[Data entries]
::::

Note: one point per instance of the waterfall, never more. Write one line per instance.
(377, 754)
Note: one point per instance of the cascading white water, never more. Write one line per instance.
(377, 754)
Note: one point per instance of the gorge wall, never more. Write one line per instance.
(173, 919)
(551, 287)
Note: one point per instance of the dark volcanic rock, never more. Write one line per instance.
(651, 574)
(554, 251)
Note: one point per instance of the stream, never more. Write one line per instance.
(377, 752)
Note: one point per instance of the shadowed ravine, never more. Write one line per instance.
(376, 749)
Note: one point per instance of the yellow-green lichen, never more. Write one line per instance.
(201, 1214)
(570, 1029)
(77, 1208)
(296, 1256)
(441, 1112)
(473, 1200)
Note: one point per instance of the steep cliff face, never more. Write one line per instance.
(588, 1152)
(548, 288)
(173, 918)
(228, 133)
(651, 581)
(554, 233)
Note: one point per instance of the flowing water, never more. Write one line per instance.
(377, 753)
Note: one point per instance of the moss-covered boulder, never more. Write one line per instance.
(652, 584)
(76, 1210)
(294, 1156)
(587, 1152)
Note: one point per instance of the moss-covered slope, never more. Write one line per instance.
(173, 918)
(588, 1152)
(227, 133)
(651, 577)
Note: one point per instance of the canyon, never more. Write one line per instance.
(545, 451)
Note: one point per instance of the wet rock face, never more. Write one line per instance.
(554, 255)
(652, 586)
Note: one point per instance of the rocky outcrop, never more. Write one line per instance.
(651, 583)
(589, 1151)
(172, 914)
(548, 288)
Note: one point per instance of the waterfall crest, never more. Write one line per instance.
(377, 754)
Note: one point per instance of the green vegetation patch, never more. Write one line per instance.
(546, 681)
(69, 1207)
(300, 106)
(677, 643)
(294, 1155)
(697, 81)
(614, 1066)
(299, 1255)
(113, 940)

::::

Convert all of the data above into a Markdown table with the columns "No." and "Line", giving each line its own numbered row and leaving out blank lines.

## TASK OUTPUT
| No. | Line |
|---|---|
| 1 | Note: one point per instance of the waterfall, never more. Write one line per instance. |
| 2 | (377, 754) |
| 3 | Note: one point per instance of the cascading white water, never more. Write one line per instance. |
| 4 | (377, 754) |
| 5 | Note: one point per instance of the gorge wall, never more. Write one line per instance. |
| 6 | (173, 919) |
| 7 | (551, 287) |
| 8 | Note: one point per instance of the dark volcanic rock, never more. Write one line per instance. |
| 9 | (651, 574) |
| 10 | (554, 251) |
| 11 | Note: one point per instance of the stream, never more. Write one line per instance. |
| 12 | (377, 752) |
| 13 | Note: one point per instance of the shadowed ravine, never more. Write one line per instance. |
| 14 | (376, 749) |
| 15 | Note: one point per instance of the yellow-green lichen, never more. Write one line per instance. |
| 16 | (201, 1214) |
| 17 | (570, 1029) |
| 18 | (77, 1208) |
| 19 | (296, 1256) |
| 20 | (441, 1112) |
| 21 | (473, 1200) |
| 22 | Note: one point per instance of the steep cliff face, never more. Write one line per instance. |
| 23 | (588, 1152) |
| 24 | (548, 288) |
| 25 | (173, 918) |
| 26 | (228, 133) |
| 27 | (651, 581) |
| 28 | (554, 233) |
| 29 | Note: one point per instance of the flowing water, never more. Write one line per instance. |
| 30 | (377, 753) |
| 31 | Note: one point per instance of the moss-covered boulder, never more. Write one line per instance. |
| 32 | (652, 584) |
| 33 | (76, 1210) |
| 34 | (294, 1156) |
| 35 | (587, 1152) |
| 36 | Note: one point per instance of the moss-covered slope, never more. Write one line per instance. |
| 37 | (173, 918) |
| 38 | (588, 1152) |
| 39 | (227, 133) |
| 40 | (651, 577) |
| 41 | Note: one point per instance of the canyon, never more. Write one line per instance. |
| 42 | (545, 451) |
| 43 | Note: one point per instance of the wet rock face, never more. Write one line per instance. |
| 44 | (554, 255) |
| 45 | (652, 586) |
| 46 | Note: one point per instance of the rocky outcrop, never more. Write one line per instance. |
| 47 | (651, 583) |
| 48 | (589, 1151) |
| 49 | (172, 914) |
| 50 | (548, 288) |
| 51 | Note: one point per instance of the waterfall crest, never more. Write one line per instance. |
| 52 | (377, 754) |
| 53 | Note: one point per instance of the green vegetation patch, never more. Write one line per instance. |
| 54 | (546, 681) |
| 55 | (69, 1207) |
| 56 | (300, 106) |
| 57 | (677, 643) |
| 58 | (294, 1155) |
| 59 | (697, 81) |
| 60 | (614, 1066) |
| 61 | (299, 1255) |
| 62 | (113, 940) |